Dataset rows:
----------------------------------------
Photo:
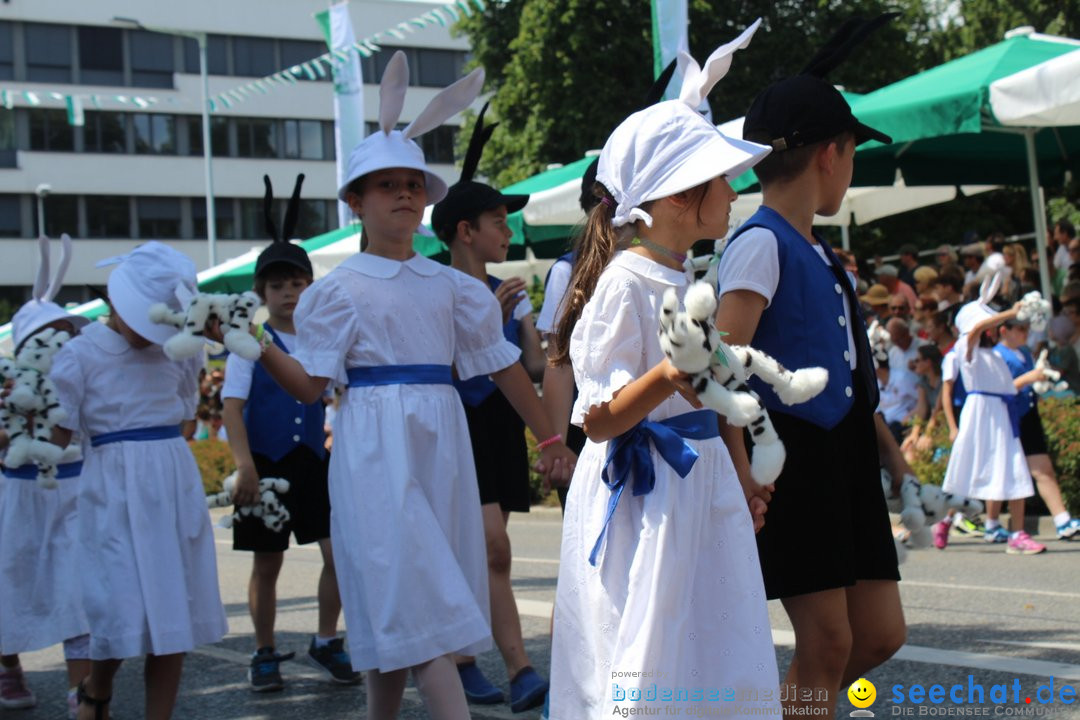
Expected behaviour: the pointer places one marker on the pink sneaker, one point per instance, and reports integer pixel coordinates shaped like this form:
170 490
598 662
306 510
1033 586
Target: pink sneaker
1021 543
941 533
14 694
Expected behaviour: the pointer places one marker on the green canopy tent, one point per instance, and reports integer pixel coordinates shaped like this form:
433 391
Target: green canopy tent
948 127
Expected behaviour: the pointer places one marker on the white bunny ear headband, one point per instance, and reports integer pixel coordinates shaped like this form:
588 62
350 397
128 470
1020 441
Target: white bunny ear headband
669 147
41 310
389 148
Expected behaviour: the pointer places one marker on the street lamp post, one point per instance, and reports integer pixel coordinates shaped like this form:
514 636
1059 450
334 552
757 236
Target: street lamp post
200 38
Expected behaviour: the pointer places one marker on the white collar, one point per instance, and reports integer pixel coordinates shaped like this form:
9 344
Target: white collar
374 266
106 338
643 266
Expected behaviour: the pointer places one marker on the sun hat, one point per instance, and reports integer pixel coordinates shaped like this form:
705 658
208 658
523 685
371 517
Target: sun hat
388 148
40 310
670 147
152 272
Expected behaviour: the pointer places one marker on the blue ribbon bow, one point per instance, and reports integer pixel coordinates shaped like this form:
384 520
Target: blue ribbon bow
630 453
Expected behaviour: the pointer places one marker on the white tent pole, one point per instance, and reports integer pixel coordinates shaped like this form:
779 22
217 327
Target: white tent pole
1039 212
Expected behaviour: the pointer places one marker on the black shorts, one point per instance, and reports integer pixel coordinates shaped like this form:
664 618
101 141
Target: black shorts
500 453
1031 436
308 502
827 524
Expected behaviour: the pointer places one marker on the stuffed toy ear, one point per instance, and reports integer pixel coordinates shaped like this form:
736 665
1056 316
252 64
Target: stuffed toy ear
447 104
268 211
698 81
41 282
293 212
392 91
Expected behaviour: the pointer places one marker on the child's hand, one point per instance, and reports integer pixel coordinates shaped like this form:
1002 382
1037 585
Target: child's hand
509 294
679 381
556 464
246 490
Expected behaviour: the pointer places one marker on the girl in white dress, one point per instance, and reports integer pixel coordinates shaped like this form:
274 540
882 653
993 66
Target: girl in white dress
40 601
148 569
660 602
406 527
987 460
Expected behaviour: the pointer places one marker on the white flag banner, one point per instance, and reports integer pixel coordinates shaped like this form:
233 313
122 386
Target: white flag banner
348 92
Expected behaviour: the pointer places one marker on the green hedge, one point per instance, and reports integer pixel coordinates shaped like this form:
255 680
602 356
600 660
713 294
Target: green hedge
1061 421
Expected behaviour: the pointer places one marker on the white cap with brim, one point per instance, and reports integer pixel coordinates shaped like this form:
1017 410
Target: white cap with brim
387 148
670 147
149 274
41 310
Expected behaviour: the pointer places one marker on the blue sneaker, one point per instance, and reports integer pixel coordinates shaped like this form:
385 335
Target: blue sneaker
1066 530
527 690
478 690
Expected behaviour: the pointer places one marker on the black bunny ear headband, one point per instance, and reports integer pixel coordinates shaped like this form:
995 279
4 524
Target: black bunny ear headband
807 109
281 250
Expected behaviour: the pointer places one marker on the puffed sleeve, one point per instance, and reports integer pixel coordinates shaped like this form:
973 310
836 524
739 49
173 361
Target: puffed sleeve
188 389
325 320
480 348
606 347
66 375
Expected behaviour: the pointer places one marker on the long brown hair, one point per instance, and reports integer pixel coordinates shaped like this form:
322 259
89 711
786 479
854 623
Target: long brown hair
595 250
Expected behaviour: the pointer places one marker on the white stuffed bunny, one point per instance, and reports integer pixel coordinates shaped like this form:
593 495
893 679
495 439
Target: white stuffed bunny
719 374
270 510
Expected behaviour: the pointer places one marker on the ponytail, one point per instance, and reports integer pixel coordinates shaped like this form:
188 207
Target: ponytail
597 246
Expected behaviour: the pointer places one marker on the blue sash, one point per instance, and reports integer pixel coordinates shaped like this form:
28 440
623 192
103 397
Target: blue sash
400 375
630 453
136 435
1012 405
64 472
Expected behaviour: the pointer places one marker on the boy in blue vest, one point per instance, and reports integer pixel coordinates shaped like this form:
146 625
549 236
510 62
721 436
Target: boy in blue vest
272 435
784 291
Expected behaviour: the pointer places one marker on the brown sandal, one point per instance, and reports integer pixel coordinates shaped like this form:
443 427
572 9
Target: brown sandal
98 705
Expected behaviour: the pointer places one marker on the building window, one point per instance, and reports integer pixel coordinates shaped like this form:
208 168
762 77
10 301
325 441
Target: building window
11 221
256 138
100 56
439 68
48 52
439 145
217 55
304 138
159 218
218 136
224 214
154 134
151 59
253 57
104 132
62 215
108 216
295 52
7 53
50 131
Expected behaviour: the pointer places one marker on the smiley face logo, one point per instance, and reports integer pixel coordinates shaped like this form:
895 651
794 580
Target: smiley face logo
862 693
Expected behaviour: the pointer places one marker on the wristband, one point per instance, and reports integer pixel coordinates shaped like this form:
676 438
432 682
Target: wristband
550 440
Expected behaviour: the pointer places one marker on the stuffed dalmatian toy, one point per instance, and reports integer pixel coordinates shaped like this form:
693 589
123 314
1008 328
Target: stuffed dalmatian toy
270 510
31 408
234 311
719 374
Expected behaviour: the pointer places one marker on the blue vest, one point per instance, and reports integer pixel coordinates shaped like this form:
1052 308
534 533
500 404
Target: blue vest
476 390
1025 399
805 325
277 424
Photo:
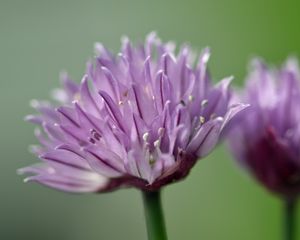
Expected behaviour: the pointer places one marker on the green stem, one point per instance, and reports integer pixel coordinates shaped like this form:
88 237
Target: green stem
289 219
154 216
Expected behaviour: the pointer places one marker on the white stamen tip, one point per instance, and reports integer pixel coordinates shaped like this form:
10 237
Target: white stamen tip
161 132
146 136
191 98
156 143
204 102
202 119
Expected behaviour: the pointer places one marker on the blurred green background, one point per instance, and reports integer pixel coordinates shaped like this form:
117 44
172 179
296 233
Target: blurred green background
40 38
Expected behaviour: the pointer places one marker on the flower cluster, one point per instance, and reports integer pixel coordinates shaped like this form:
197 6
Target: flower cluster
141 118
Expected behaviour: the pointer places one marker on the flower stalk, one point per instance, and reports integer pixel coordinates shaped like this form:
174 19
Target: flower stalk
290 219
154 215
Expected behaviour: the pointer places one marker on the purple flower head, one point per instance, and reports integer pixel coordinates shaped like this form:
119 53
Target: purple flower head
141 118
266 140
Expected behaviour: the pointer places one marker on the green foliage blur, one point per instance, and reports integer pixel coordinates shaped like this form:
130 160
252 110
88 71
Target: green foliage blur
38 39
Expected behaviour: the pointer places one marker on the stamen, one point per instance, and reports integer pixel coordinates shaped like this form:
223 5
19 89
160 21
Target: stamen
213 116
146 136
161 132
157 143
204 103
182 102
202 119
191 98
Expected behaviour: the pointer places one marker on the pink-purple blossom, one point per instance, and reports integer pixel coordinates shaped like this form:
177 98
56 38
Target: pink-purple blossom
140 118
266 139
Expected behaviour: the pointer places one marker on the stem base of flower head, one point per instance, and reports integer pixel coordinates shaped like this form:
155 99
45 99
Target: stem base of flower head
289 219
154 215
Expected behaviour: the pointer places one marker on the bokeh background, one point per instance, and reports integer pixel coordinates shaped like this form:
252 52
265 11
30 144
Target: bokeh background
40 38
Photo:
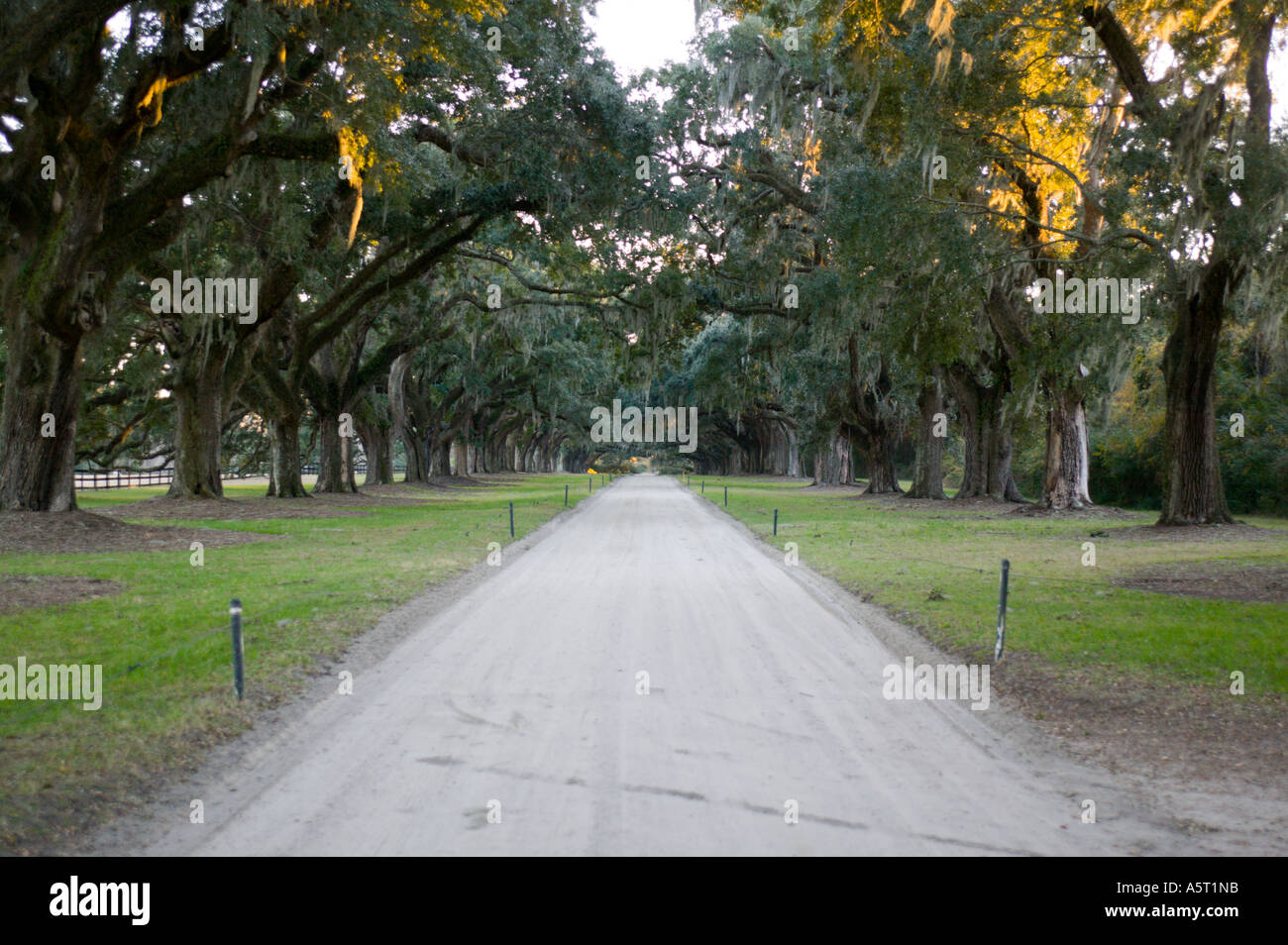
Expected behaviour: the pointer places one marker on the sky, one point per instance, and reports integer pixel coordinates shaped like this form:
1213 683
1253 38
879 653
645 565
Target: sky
----------------------------------------
The exercise ::
Copy the data above line for line, without the pictures.

Output of the task ::
Photo:
Expected behaviour: the pointer places one marker on the pink sneaker, one point per instance, and reports integer pixel coordinates shaped like this form:
170 490
598 662
306 510
1033 586
Target: pink sneaker
1021 543
941 533
14 694
Expected behaviour: the pointer places one marker on the green canopy tent, one point per instance, and reports integer pixel coordinates shaped like this form:
433 391
Target: green canopy tent
948 127
Expected behaviour: the pointer places one marker on the white bunny ear headband, one point per instance, and reports integer pixel coordinates shaped like this form:
588 62
350 397
128 470
1020 441
Target: white bunny ear headband
669 147
41 310
389 148
Expected behaviour: the pointer places one marker on the street lamp post, one point per instance, and reports integer pixel coordinates shaped like this form:
514 636
1059 450
334 552
757 236
Target: street lamp post
200 38
Expected behaviour: the pointer places one marker on the white collar, one point per instance, and reports integer pixel coordinates shaped like this form:
9 344
Target: white collar
374 266
106 338
643 266
Expected behaviour: the pointer places one marker on the sun hat, one point per instance, and reports integer pixel coordinates shaped like this form:
705 658
208 658
523 685
371 517
Target: sun hat
388 148
40 310
670 147
152 272
Expected behaviour: the pointer places one marker on the blue ribbon bow, one point per instance, and reports integer pixel coordinates shaped like this form:
384 520
Target: blue ribbon bow
630 453
Expected behaviour: the pointer places one marker on the white tent pole, one point per instance, and reports integer pixel coordinates shaped like this form:
779 22
217 327
Target: white tent pole
1039 212
Expected behaviour: the pointer places one marker on the black shorts, one point per instance, and reports integer pixel coordinates shaped like this form:
664 618
101 141
Target: black shorts
500 453
1031 436
308 502
827 524
Expected behaviour: the pointer places one marker on the stuffed toy ear, one point per instance, and reports integer pixel coordinates shaped like this form:
736 665
1056 316
252 64
Target: stuffed toy ear
447 104
268 211
698 81
41 282
293 212
392 91
Expected behaviour: the pointer places one marker on the child's hand, one point per instance, and reports integer pixel coordinates shaped like this form:
1002 382
1037 585
Target: child's hand
509 294
679 381
556 464
246 490
Expected behaviour: the pointer places one marker on the girl in white dress, one point per instance, and reports integer pixel coordinates shaped like this form:
274 540
882 653
993 66
Target: girl in white dress
40 601
148 569
660 602
406 527
987 460
Expected behaviour: the pointer places one marker on the white flag banner, one point per instance, and reports integer pixel coordinates shaped like this form:
233 313
122 386
Target: white flag banner
348 92
Expected behaviour: the pointer places one marker on the green hedge, one point per instance, and reports integer pixel coordinates shaped like this form:
255 680
602 356
600 660
713 294
Target: green hedge
1061 421
Expected behaviour: the pointer places one marker on the white cap with brim, one point per instance, and reports integer pixel coordinates shaped like this form:
1017 410
Target: white cap with brim
387 148
670 147
149 274
41 310
Expected behaviour: the pointer places one marker on the blue sneaker, one point per instance, and reports integer pixel coordinates shaped like this form:
385 335
Target: blue sneaker
1066 530
527 690
478 690
Expected behaviour: the pointer places one marker on the black bunny ear headband, one point per instance, and reports integer pixel coordinates shaped like this form:
995 279
4 524
Target: black bunny ear headband
807 109
281 250
Expected behaviour: the pointer places one marker on the puffed sleeve, one point per instance, and reports integer pixel coordinates shaped like this form:
973 310
836 524
739 49
173 361
Target: puffed sleeve
188 389
325 320
480 348
606 347
66 375
Expected behaviour: the pointer places one marker on the long brown hair, one point per instance, and reports integer pixel coordinates shaped like this form:
322 259
89 711
786 479
854 623
Target: long brown hair
595 250
Expected behaviour: the pointer places one marker on the white stuffed bunny, one point per instance, and reports integer pixel coordinates shaped like this form:
593 495
893 679
495 439
Target: white stuffed bunny
719 374
270 510
Expected behaviour: the pointer places one marker on the ponytail, one point per instance, and reports integer pixel coordinates shaped like this form:
188 207
Target: ponytail
597 246
Expected behaviour: the pointer places one marker on the blue sash, one point per instance, and reports integer pixel coordinates shaped like this form:
28 440
623 192
103 397
Target: blue sash
400 375
630 453
136 435
1012 405
64 472
Expected behaviour: the pointer places one marker on the boy in blue vest, one point per instance, and reports integer pixel coordinates shaped like this form:
146 625
549 236
510 62
721 436
Target: boy in blue vest
272 435
784 291
Expected behaviour: the pointer places one marker on the brown sandal, one point per instance, and reports integer pixel coordinates shaped like this form:
443 427
572 9
Target: brown sandal
98 705
Expected behaviour: the pointer places one marker on the building window, one point per instance, and reports integer pixel coordinates shaped like this form:
208 168
762 77
10 301
325 441
Target: building window
11 221
256 138
100 56
439 68
48 52
439 145
217 55
304 138
159 218
218 136
224 214
154 134
151 59
253 57
104 132
62 215
108 216
295 52
7 53
50 131
Expected behaviour: the pointer places one marker on the smiley face logo, one point per instance, and reports integer pixel coordinates shaped like this form:
895 651
794 580
Target: smiley face logo
862 693
Expected behaviour: the pointer places one marker on the wristband, one point per instance, and reports integer pixel coordinates shaped like this form:
676 438
432 682
Target: wristband
550 440
Expected behaviour: the pointer places one marker on the stuffed dalmatian toy, one point per instance, and reports integer pixel coordinates shaped like this form:
693 589
123 314
1008 328
Target: stuffed dalmatian toy
270 510
31 408
234 311
719 374
Expected behaviour: the pointer places one marker on the blue vest, one point per instance, and reports integer pixel coordinates shaped like this form:
1052 308
534 533
500 404
Target: blue vest
476 390
1025 399
805 325
277 424
Photo:
Expected behaviour: the pointer places one marker on the green stem, one point per instance, and reports integer pixel coordinates shaped like this form:
88 237
Target: green stem
289 219
154 216
Expected behaviour: the pointer places one marker on the white stamen tip, one point per instance, and reports integer pixel coordinates shaped like this form:
10 237
Target: white stamen tip
161 132
146 136
191 98
156 143
204 102
202 119
Expected behaviour: the pointer places one marker on the blurred green background, one point per instance, and reports integer pixel coordinates shaped like this form:
117 44
172 179
296 233
Target: blurred green background
40 38
Expected behaviour: the pointer places one marker on the flower cluster, one point per instance, and reports integer pixel coordinates shaped like this form:
197 6
Target: flower cluster
141 118
Expected behaviour: the pointer places one marker on the flower stalk, one point per instance, and reports integer pixel coordinates shaped like this form:
174 19
Target: flower stalk
290 219
154 215
Expected behaviour: the pointer places one marker on the purple flower head, one point per instance, and reports integer pixel coordinates shaped like this form:
119 53
Target: purple flower head
141 118
266 140
Expected behaviour: the pointer places one marker on the green foliage blur, one point per instance, and reports integer pixel coordinates shaped like this form:
130 160
252 110
88 71
Target: green foliage blur
38 39
Expected behaviour: the pointer places one marker on the stamen, one point per instance, and reports integer pixel coordinates shaped like this form:
223 5
19 89
160 21
Target: stamen
213 116
146 136
161 132
157 143
204 103
182 102
202 119
191 98
Expected behaviour: the pointer places one marker on the pink-purple blossom, one point per instance, and reports integer pixel coordinates shaped like this form:
177 98
56 38
Target: pink-purple blossom
140 118
266 139
Expected behaviour: the pointer places one marker on the stem base of flower head, one point per instance, and reports integer pixel coordinates shaped like this form:
155 99
45 99
Target: stem base of flower head
289 219
154 215
Expected behaviour: the pointer places one marker on the bokeh background, one point per instance, and reports integer pixel coordinates shaped like this form:
252 52
265 11
30 144
Target: bokeh background
40 38
Photo:
Expected behaviour: the pointer places one marker on the sky, one point per instance, and reports integer pixel coordinates shaped like this form:
1213 683
1253 38
879 653
645 565
Target: sky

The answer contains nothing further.